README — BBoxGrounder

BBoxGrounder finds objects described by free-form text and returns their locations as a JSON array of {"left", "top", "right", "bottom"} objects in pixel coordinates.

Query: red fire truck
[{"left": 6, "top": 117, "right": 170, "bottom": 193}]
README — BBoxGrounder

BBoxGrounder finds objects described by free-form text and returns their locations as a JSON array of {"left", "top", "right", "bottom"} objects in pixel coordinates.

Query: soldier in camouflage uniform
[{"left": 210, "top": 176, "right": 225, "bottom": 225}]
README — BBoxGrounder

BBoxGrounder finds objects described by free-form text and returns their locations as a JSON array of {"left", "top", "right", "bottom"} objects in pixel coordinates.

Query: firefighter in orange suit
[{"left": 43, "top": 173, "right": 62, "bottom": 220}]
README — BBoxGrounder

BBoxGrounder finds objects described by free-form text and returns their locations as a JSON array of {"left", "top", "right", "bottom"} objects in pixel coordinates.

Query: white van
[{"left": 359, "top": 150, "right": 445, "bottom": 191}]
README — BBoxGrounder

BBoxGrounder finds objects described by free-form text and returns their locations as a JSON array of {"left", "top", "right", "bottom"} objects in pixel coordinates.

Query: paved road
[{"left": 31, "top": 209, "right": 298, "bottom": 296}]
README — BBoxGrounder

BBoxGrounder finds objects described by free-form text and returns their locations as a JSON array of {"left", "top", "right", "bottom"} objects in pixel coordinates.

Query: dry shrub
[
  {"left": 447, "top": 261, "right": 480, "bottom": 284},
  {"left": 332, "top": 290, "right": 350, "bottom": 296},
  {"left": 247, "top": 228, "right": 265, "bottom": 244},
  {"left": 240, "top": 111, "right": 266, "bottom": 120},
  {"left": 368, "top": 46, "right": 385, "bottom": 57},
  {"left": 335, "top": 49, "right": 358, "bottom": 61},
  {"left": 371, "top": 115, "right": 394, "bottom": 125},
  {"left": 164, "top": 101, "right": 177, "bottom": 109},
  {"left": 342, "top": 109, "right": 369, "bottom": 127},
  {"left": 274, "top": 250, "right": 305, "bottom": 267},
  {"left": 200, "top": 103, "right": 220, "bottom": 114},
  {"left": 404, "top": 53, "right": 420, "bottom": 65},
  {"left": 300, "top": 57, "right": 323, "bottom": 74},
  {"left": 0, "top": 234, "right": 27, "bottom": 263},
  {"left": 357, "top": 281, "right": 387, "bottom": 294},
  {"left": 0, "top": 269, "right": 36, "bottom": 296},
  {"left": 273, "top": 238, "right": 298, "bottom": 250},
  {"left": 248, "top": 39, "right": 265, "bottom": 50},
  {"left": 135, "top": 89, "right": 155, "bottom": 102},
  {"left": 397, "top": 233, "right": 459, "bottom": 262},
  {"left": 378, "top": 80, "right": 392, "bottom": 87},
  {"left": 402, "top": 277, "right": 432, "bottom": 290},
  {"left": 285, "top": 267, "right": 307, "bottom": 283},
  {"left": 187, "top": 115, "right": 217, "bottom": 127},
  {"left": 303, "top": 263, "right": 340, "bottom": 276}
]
------------------------------------------------------------------------
## Required work
Gather every line of the listing above that contains the string "Query". The match is case-sensitive.

## Answer below
Query: red fire truck
Query: soldier in camouflage uniform
Query: firefighter in orange suit
Query: white van
Query: paved road
Query: dry shrub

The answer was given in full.